### INSTRUCTION 1
Extract each line of the records below that contains the word "abdomen". Treat case as significant.
-- START PAGE TEXT --
I'm currently working on Problem D. Rescue Nibel. Referencing to the official solution, I'm getting everything except a little of the math(when we need to calculate n choose k).

From the below code(from the cf editorial), I'm currently not quite getting (1) why we need to calculate rf[](or is it just for convenience) and (2) how we can mod the numerator and denominator and still get an accurate answer.
-- END PAGE TEXT --
### INSTRUCTION 2
Quote the entire post about Problem D above, word for word.
-- START SUPPLIED MATERIAL --
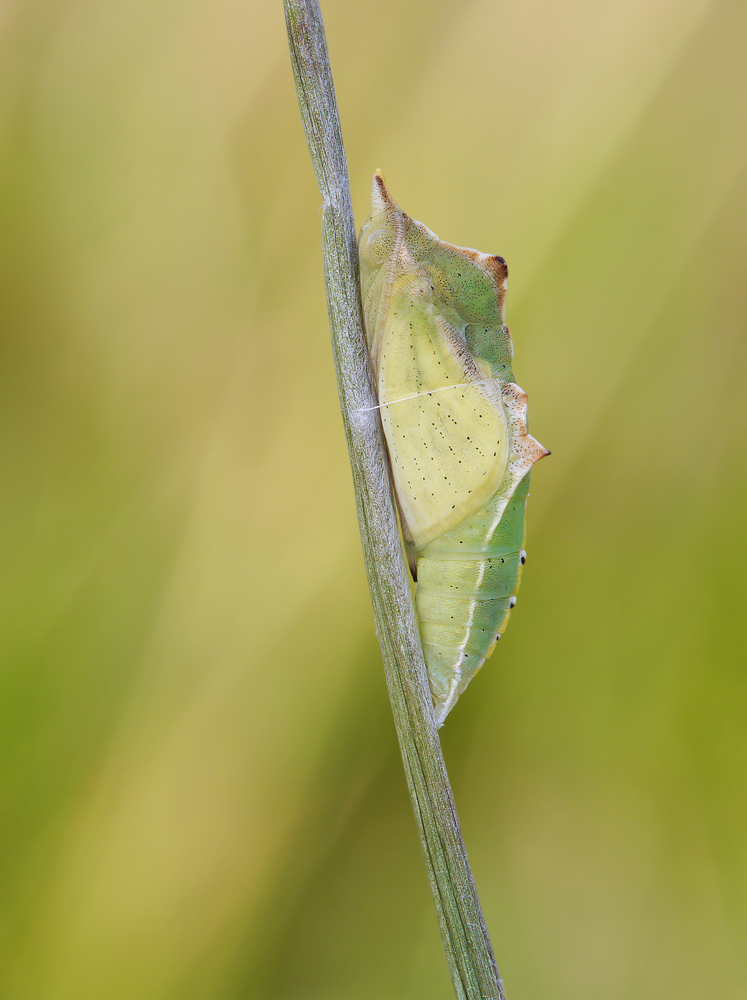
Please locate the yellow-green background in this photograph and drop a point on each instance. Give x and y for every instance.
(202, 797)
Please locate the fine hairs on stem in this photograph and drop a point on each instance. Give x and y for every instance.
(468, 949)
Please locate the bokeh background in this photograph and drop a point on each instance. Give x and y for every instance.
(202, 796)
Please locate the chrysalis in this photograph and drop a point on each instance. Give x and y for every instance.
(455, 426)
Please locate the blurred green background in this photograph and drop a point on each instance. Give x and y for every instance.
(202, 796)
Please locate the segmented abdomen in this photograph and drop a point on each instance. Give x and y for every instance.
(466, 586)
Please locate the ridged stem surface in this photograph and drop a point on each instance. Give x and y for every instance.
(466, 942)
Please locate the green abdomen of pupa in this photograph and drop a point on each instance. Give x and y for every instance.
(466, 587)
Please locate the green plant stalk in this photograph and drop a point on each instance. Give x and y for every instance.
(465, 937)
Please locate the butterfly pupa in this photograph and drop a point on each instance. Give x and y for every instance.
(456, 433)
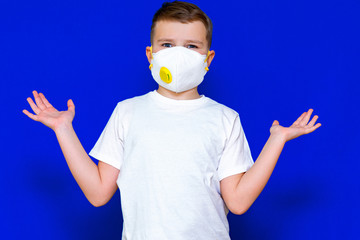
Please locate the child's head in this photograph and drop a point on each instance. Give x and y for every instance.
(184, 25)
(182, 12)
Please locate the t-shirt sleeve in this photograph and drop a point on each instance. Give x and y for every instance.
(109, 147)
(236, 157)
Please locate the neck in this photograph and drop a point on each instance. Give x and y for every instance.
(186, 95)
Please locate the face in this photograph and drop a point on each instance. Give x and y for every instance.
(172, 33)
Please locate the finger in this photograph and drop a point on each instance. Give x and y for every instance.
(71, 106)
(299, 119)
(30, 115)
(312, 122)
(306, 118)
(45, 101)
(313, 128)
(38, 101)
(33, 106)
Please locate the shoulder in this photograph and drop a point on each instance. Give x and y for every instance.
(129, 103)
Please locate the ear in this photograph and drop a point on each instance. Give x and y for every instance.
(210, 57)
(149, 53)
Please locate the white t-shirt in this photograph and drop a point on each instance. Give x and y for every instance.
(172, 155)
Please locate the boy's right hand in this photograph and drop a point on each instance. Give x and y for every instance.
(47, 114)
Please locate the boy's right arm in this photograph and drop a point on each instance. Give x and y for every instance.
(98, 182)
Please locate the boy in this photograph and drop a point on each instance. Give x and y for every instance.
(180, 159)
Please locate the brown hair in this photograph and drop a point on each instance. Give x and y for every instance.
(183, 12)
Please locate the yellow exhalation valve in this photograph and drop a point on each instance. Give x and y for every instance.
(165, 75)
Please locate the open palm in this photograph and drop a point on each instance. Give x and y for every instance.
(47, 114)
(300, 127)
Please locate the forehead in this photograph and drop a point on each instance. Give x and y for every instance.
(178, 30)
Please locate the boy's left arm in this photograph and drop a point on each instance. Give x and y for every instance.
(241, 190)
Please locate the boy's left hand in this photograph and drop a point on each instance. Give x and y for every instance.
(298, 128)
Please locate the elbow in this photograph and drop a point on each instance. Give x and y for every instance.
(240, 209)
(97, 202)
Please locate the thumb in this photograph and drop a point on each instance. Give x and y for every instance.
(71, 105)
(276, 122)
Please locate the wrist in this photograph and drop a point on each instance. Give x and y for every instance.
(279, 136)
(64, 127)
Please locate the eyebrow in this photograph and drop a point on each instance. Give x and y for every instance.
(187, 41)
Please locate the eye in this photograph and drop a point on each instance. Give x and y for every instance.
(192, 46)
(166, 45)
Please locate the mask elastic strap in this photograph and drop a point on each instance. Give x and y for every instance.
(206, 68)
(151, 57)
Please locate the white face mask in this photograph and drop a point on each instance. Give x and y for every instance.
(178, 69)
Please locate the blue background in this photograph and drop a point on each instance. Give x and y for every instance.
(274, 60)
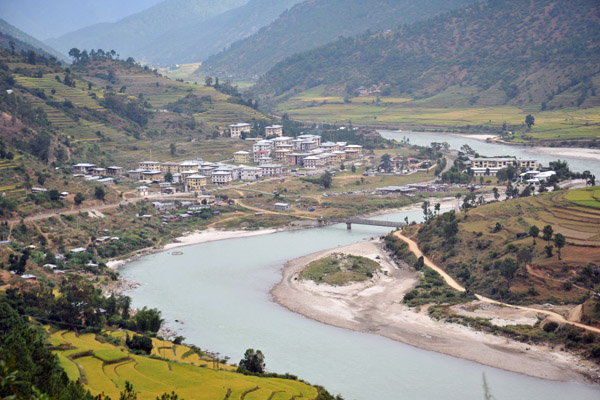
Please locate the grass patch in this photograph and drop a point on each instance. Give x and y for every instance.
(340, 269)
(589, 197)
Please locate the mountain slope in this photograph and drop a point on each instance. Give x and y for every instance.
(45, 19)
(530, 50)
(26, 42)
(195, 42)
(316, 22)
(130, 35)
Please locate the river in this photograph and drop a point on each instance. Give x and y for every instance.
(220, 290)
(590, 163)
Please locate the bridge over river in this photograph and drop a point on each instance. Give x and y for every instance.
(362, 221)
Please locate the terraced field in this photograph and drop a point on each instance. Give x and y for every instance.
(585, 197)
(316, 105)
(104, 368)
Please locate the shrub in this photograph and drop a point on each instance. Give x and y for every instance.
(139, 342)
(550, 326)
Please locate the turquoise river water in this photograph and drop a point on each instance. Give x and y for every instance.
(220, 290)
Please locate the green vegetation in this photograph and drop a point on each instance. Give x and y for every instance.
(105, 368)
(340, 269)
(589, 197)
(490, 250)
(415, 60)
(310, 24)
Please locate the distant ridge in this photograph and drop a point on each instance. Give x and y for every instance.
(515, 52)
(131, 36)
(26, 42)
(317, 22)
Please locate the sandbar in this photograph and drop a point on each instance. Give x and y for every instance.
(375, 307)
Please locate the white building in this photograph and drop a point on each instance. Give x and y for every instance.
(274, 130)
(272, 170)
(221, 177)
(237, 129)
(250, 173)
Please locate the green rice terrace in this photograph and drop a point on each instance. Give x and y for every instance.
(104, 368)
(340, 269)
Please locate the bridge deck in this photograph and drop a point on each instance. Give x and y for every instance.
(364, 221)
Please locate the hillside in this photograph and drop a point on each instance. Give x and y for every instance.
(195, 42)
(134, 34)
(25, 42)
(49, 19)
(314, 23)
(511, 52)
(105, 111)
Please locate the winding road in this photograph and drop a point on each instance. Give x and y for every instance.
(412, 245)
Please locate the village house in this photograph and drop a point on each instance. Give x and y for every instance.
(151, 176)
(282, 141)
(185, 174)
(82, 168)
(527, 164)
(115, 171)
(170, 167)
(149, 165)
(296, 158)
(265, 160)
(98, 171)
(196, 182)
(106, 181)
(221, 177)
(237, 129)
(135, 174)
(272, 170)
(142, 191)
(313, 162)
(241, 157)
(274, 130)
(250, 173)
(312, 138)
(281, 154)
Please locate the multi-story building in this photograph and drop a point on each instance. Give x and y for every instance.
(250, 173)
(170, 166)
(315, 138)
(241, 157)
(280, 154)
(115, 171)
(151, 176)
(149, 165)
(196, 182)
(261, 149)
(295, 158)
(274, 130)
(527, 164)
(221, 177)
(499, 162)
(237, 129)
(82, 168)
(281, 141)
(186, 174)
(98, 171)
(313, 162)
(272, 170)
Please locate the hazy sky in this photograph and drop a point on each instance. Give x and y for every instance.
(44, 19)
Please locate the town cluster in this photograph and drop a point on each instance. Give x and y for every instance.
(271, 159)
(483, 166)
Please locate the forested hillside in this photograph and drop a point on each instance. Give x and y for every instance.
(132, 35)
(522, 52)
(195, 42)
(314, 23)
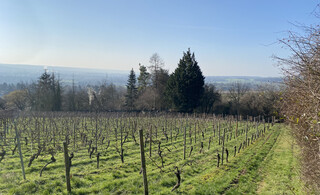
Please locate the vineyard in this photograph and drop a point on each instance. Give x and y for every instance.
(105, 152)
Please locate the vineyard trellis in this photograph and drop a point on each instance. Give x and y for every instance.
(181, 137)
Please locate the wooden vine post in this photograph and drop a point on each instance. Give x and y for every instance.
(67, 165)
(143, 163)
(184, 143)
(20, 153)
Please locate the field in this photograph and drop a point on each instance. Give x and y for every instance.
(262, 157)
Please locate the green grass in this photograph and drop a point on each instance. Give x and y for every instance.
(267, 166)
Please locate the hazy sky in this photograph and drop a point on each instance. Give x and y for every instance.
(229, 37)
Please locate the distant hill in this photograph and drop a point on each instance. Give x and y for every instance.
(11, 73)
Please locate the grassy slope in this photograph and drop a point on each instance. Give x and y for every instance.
-- END SUPPLIED MATERIAL --
### RESULT 1
Please locate the segmented abdomen in this photograph and drop a point on each instance. Give x and y for every instance.
Please locate the green abdomen of pupa in this photograph and drop a point on each instance. Give x and y for every instance.

### RESULT 2
I'm currently working on Problem D. Rescue Nibel. Referencing to the official solution, I'm getting everything except a little of the math(when we need to calculate n choose k).

From the below code(from the cf editorial), I'm currently not quite getting (1) why we need to calculate rf[](or is it just for convenience) and (2) how we can mod the numerator and denominator and still get an accurate answer.